* [Material provided]
◆ ◆ ◆ ◆ ◆ ◆ ◆

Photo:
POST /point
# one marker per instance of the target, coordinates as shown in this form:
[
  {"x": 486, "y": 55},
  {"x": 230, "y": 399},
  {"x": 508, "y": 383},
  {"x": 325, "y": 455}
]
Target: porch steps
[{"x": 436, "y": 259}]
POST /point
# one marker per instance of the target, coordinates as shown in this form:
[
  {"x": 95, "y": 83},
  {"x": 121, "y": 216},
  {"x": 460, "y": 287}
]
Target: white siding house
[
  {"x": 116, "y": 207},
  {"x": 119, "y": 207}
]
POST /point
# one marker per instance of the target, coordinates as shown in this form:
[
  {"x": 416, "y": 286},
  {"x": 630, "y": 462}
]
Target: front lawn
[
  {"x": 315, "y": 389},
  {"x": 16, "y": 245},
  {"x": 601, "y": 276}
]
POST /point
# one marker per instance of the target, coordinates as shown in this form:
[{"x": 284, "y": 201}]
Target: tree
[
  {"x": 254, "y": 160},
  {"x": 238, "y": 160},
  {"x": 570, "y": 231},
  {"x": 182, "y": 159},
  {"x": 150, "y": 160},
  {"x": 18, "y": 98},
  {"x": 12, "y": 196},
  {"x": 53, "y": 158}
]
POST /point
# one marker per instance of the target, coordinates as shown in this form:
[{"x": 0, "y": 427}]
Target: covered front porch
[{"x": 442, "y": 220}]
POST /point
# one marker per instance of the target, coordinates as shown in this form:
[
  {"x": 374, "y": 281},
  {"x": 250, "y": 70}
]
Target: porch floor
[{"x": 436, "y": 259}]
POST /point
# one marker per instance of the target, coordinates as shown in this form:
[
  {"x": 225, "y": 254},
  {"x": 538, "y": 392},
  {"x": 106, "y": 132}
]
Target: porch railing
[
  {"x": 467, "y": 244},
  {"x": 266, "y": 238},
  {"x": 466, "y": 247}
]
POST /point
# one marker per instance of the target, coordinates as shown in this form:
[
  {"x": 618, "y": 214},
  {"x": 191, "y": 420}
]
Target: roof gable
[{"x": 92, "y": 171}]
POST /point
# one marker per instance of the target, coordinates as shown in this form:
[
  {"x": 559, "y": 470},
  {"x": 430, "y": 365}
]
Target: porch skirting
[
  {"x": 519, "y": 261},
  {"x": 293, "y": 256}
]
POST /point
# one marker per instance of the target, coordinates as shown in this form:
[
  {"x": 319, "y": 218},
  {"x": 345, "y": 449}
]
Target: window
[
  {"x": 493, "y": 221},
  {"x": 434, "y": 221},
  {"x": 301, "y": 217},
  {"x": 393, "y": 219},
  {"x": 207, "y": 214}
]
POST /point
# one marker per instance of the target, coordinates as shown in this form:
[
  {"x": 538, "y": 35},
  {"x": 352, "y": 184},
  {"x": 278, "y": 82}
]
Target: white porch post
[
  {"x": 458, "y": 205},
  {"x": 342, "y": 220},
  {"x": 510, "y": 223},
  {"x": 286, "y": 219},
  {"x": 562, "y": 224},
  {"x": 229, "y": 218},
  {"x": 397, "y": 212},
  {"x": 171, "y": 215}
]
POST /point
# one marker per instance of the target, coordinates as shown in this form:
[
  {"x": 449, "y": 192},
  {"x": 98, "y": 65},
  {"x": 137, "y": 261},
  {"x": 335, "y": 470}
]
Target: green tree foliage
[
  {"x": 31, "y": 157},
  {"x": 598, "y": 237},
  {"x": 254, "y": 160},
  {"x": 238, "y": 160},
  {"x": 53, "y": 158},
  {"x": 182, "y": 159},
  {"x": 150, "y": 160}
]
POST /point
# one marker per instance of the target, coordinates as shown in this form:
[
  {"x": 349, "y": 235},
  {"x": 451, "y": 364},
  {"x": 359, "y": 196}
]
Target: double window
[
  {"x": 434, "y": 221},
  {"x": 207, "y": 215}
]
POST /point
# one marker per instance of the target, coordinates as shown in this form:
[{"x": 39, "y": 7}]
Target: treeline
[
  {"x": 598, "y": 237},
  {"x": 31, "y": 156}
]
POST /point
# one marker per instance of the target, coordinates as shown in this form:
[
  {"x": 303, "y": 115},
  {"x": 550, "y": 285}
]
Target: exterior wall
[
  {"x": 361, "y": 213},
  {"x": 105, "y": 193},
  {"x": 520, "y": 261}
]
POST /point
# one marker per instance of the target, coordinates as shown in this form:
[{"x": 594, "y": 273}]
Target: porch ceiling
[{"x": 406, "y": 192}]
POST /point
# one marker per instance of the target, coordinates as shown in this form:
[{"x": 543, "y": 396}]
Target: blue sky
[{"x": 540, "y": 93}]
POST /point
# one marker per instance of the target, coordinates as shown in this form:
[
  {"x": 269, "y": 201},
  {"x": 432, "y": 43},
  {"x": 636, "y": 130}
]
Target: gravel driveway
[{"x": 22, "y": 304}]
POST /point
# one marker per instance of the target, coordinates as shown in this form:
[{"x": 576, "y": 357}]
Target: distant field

◆ ◆ ◆ ◆ ◆ ◆ ◆

* [What to produce]
Copy out the whole listing exactly; please set it all down.

* [Finished task]
Photo:
POST /point
# one marker per instance of the target, coordinates as shown in this form:
[
  {"x": 486, "y": 55},
  {"x": 230, "y": 399},
  {"x": 508, "y": 383},
  {"x": 325, "y": 455}
]
Target: porch steps
[{"x": 436, "y": 259}]
POST /point
# one marker per instance of the target, coordinates as shown in this form:
[
  {"x": 95, "y": 83},
  {"x": 121, "y": 216},
  {"x": 460, "y": 287}
]
Target: white siding house
[
  {"x": 116, "y": 207},
  {"x": 119, "y": 207}
]
POST /point
# one marker per instance of the target, coordinates as shown in this form:
[
  {"x": 416, "y": 286},
  {"x": 630, "y": 462}
]
Target: front lawn
[
  {"x": 315, "y": 389},
  {"x": 16, "y": 245},
  {"x": 601, "y": 276}
]
POST /point
# one marker per instance of the target, coordinates as shown in this form:
[{"x": 284, "y": 201}]
Target: tree
[
  {"x": 254, "y": 160},
  {"x": 238, "y": 160},
  {"x": 570, "y": 231},
  {"x": 182, "y": 159},
  {"x": 150, "y": 160},
  {"x": 18, "y": 98},
  {"x": 12, "y": 196},
  {"x": 53, "y": 158}
]
POST /point
# one marker per instance of the target, coordinates as shown in this form:
[{"x": 0, "y": 427}]
Target: covered front porch
[{"x": 442, "y": 220}]
POST /point
# one marker per instance of the target, coordinates as shown in this form:
[
  {"x": 374, "y": 281},
  {"x": 250, "y": 70}
]
Target: porch floor
[{"x": 436, "y": 259}]
POST /point
# one marker per instance of the target, coordinates as shown in this form:
[
  {"x": 225, "y": 254},
  {"x": 538, "y": 392},
  {"x": 106, "y": 132}
]
Target: porch railing
[
  {"x": 467, "y": 244},
  {"x": 266, "y": 238},
  {"x": 466, "y": 247}
]
POST /point
# one marker per instance of the target, coordinates as shown in this form:
[
  {"x": 618, "y": 214},
  {"x": 191, "y": 420}
]
Target: roof gable
[{"x": 92, "y": 171}]
POST /point
# one marker per instance of the target, coordinates as shown in this form:
[
  {"x": 559, "y": 470},
  {"x": 430, "y": 365}
]
Target: porch skirting
[
  {"x": 519, "y": 261},
  {"x": 293, "y": 256}
]
POST /point
# one marker per instance of the target, coordinates as shown in this form:
[
  {"x": 319, "y": 218},
  {"x": 345, "y": 449}
]
Target: window
[
  {"x": 493, "y": 221},
  {"x": 434, "y": 221},
  {"x": 301, "y": 217},
  {"x": 393, "y": 219},
  {"x": 207, "y": 214}
]
POST /point
# one marker per instance of the target, coordinates as shown in this form:
[
  {"x": 538, "y": 35},
  {"x": 352, "y": 184},
  {"x": 278, "y": 82}
]
Target: white porch post
[
  {"x": 458, "y": 205},
  {"x": 342, "y": 220},
  {"x": 510, "y": 223},
  {"x": 286, "y": 219},
  {"x": 562, "y": 224},
  {"x": 229, "y": 218},
  {"x": 397, "y": 212},
  {"x": 171, "y": 215}
]
POST /point
# one marker per instance of the target, coordinates as shown in this form:
[
  {"x": 449, "y": 192},
  {"x": 98, "y": 65},
  {"x": 137, "y": 261},
  {"x": 335, "y": 470}
]
Target: green tree foliage
[
  {"x": 31, "y": 157},
  {"x": 598, "y": 237},
  {"x": 254, "y": 160},
  {"x": 238, "y": 160},
  {"x": 53, "y": 158},
  {"x": 182, "y": 159},
  {"x": 150, "y": 160}
]
POST /point
# one marker per instance of the target, coordinates as shown in this form:
[
  {"x": 349, "y": 235},
  {"x": 451, "y": 364},
  {"x": 359, "y": 196}
]
Target: double window
[
  {"x": 434, "y": 221},
  {"x": 207, "y": 215}
]
POST /point
# one marker per instance of the target, coordinates as shown in this form:
[{"x": 39, "y": 7}]
Target: treeline
[
  {"x": 598, "y": 237},
  {"x": 31, "y": 156}
]
POST /point
# one marker per instance of the target, coordinates as shown in this form:
[
  {"x": 303, "y": 115},
  {"x": 550, "y": 285}
]
Target: exterior wall
[
  {"x": 361, "y": 213},
  {"x": 105, "y": 193},
  {"x": 520, "y": 261}
]
POST /point
# one marker per instance of the target, coordinates as shown in this form:
[{"x": 594, "y": 273}]
Target: porch ceiling
[{"x": 406, "y": 192}]
POST /point
# one marker per instance of the target, coordinates as shown in this form:
[{"x": 543, "y": 396}]
Target: blue sky
[{"x": 540, "y": 93}]
POST /point
# one marker per instance of the target, coordinates as shown in this form:
[
  {"x": 269, "y": 201},
  {"x": 432, "y": 43},
  {"x": 636, "y": 130}
]
Target: gravel driveway
[{"x": 22, "y": 304}]
POST /point
# one marker per instance of the target, coordinates as shown in this form:
[{"x": 576, "y": 357}]
Target: distant field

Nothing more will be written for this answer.